Requirement ->
Copy each of the items below word for word.

Supplied material ->
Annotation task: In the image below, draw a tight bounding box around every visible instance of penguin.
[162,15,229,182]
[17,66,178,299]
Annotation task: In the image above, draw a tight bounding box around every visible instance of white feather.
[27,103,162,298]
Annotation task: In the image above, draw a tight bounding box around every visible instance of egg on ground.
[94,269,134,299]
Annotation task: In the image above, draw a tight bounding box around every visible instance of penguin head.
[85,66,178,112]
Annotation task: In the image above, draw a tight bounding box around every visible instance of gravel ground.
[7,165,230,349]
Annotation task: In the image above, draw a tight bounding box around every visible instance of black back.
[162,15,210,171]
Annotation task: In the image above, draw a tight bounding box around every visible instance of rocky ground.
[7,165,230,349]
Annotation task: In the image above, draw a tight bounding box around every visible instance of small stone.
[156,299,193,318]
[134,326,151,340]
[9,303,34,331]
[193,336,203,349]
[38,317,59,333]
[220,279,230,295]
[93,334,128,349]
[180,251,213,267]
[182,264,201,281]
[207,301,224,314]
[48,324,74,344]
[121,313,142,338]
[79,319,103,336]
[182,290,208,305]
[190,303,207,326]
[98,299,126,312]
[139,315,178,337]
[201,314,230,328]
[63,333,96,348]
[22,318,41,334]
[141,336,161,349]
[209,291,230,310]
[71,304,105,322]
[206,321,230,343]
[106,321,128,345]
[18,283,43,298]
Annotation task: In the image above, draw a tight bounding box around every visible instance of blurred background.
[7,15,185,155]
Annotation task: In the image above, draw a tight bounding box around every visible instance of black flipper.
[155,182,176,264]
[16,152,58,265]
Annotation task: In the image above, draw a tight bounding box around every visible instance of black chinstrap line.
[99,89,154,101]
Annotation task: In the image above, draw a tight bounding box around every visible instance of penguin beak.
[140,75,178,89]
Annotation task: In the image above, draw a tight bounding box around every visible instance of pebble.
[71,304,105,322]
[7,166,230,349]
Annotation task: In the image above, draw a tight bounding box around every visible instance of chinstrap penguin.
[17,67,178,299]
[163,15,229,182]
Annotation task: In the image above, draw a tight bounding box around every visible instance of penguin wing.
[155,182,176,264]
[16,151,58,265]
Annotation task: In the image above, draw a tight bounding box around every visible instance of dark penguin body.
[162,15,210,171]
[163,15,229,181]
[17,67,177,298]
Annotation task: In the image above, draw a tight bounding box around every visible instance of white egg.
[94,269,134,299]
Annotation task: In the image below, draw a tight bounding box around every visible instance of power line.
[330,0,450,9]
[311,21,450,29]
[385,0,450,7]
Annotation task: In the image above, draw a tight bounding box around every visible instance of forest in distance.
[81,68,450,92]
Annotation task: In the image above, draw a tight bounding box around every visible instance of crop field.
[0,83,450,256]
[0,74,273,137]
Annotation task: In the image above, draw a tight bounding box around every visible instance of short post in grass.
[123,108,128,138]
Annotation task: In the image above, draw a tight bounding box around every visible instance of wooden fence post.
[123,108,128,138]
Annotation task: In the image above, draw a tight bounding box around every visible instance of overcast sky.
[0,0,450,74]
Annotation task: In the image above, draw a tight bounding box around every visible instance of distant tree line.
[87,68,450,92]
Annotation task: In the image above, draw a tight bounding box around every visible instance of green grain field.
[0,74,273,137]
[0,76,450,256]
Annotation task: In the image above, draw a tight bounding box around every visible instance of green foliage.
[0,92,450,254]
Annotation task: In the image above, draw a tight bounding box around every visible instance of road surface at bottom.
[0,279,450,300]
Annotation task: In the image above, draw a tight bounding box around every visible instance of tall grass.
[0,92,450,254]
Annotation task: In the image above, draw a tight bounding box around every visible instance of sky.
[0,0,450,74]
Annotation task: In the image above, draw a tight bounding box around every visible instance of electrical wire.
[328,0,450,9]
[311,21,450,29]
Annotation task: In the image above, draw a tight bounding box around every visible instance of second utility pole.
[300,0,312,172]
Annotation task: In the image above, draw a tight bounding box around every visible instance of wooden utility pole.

Response to this exercise ->
Annotation task: In the image below, draw a tight bounding box around every visible instance of penguin.
[162,15,229,182]
[17,66,178,299]
Annotation task: In the image above, draw a tight bounding box around every visible instance of white feather.
[27,103,162,298]
Annotation task: In the image above, draw a tight bounding box around every visible instance of egg on ground.
[94,269,134,299]
Annotation task: In the image above, draw a tight bounding box around every visible instance of penguin head.
[85,66,178,112]
Annotation task: In the image above, draw a tight bounding box around every visible instance of gravel ground.
[7,165,230,349]
Annotation task: In the image above, draw a tight bounding box around every visible instance of black back.
[162,15,210,171]
Annotation task: In the image above, draw a tight bounding box around every visible instance of rocky ground.
[7,165,230,349]
Annotation task: In the image above, draw a tight bounding box around every visible instance of small stone.
[156,299,193,318]
[134,326,151,340]
[9,303,34,331]
[193,336,203,349]
[38,317,59,333]
[220,279,230,295]
[93,334,128,349]
[180,251,213,267]
[182,264,201,281]
[207,301,224,314]
[48,324,74,344]
[121,313,142,338]
[79,319,103,336]
[182,290,208,305]
[190,303,207,326]
[98,299,126,312]
[139,315,178,337]
[201,314,230,328]
[63,333,96,348]
[22,318,41,334]
[141,336,161,349]
[209,291,230,310]
[71,304,105,322]
[206,321,230,343]
[106,321,128,345]
[18,283,43,298]
Annotation task: In the image above, draw a tight bounding box around every visible instance of blurred background.
[7,15,185,155]
Annotation task: In the image above, draw a tight bounding box around every visible instance of black flipper.
[155,182,176,264]
[16,152,58,265]
Annotation task: In the image above, draw a tight bounding box around every visible instance of black chinstrap line.
[99,89,154,101]
Annotation task: In the image above, draw a tight bounding box around every visible instance of penguin beak.
[140,75,178,89]
Annotation task: In the image above, draw a tight bounding box around every visible instance of pebble.
[71,304,105,322]
[7,166,230,349]
Annotation task: In the image above, draw a tight bounding box around every visible instance of chinstrap penguin.
[17,67,178,299]
[163,15,229,182]
Annotation task: In the image above, draw a tight bounding box around every visible instance of penguin wing.
[155,182,176,264]
[16,151,58,265]
Annotation task: In the image above, draw a tight bounding box around every visible instance of dark penguin body.
[162,15,210,171]
[163,15,229,181]
[17,67,177,298]
Annotation task: In the image above, draw a tight bounding box around every visible instance of white egg.
[94,269,134,299]
Annotation task: In the image below, draw a tight bounding box around every visible instance of power line.
[330,0,450,9]
[311,21,450,29]
[385,0,450,7]
Annotation task: In the image above, draw a tight bounding box around every visible instance of forest in distance.
[81,68,450,92]
Annotation task: In the image above, draw a tight bounding box around every visible instance of crop field.
[0,83,450,256]
[0,74,273,137]
Annotation task: In the image above, draw a tight bounding box around every visible instance of short post in grass.
[123,108,128,138]
Annotation task: In the image above, draw a tight bounding box around every visible instance of wooden fence post.
[123,108,128,138]
Annotation task: In the image above, draw a tight bounding box around every visible instance of overcast sky.
[0,0,450,74]
Annotation task: In the image above, draw a tight bounding box around every visible instance of distant tree line.
[87,68,450,92]
Annotation task: In the image above, draw a tight bounding box around every visible instance of green grain field.
[0,74,273,137]
[0,76,450,256]
Annotation task: In the image above, draw a tight bounding box around every visible instance of green foliage.
[0,92,450,254]
Annotation task: In the image above, draw a tight bounding box around every visible instance of road surface at bottom.
[0,279,450,300]
Annotation task: In the image above, draw a tight bounding box around every visible instance of tall grass.
[0,92,450,254]
Annotation task: In the image above, draw a tight bounding box around every visible instance of sky.
[0,0,450,74]
Annotation task: In the image above, draw a tight bounding box around every visible instance of electrical wire.
[328,0,450,9]
[311,21,450,29]
Annotation task: In the image above, draw a tight bounding box around every visible instance of second utility pole.
[300,0,312,172]
Annotation task: In the image above, draw a tight bounding box around every visible instance of wooden utility pole.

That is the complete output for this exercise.